[Free-text object descriptions]

* * * *

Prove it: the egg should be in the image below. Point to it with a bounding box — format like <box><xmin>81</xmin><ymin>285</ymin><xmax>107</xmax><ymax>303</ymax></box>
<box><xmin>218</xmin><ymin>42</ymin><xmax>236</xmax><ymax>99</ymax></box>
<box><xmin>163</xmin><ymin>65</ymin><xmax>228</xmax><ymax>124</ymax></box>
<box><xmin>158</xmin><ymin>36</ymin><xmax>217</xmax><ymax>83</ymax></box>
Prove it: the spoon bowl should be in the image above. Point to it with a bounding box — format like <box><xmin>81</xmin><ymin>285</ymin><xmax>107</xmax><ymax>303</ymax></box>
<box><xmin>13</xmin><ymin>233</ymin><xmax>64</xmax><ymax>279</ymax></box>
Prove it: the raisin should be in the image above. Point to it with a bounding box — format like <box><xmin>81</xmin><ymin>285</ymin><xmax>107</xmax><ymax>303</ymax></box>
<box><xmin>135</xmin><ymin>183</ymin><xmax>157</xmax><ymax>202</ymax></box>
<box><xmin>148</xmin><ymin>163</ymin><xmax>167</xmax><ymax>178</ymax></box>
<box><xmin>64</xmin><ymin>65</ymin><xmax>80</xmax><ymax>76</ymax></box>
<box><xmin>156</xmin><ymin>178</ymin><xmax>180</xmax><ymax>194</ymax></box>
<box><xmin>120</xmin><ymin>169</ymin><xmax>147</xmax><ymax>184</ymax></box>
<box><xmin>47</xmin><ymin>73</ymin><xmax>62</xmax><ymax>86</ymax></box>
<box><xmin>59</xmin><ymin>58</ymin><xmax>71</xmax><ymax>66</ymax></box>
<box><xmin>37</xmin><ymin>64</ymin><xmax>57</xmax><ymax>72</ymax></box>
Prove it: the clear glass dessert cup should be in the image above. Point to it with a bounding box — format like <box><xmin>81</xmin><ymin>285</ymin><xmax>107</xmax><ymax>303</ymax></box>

* * * *

EXERCISE AIM
This exercise asks for an exact repeat of the lines from the one holding "Prove it: the raisin" through the end of the data above.

YOUR RESPONSE
Prove it: the raisin should be in the image above. Point to it with a bounding box — format like <box><xmin>81</xmin><ymin>285</ymin><xmax>107</xmax><ymax>303</ymax></box>
<box><xmin>135</xmin><ymin>183</ymin><xmax>157</xmax><ymax>202</ymax></box>
<box><xmin>148</xmin><ymin>163</ymin><xmax>167</xmax><ymax>178</ymax></box>
<box><xmin>64</xmin><ymin>65</ymin><xmax>80</xmax><ymax>76</ymax></box>
<box><xmin>156</xmin><ymin>178</ymin><xmax>180</xmax><ymax>194</ymax></box>
<box><xmin>120</xmin><ymin>169</ymin><xmax>147</xmax><ymax>184</ymax></box>
<box><xmin>47</xmin><ymin>73</ymin><xmax>62</xmax><ymax>86</ymax></box>
<box><xmin>59</xmin><ymin>58</ymin><xmax>71</xmax><ymax>66</ymax></box>
<box><xmin>37</xmin><ymin>64</ymin><xmax>57</xmax><ymax>72</ymax></box>
Prove it: the clear glass dessert cup should be in the image above. Point to it with a bounding box — format like <box><xmin>81</xmin><ymin>285</ymin><xmax>107</xmax><ymax>303</ymax></box>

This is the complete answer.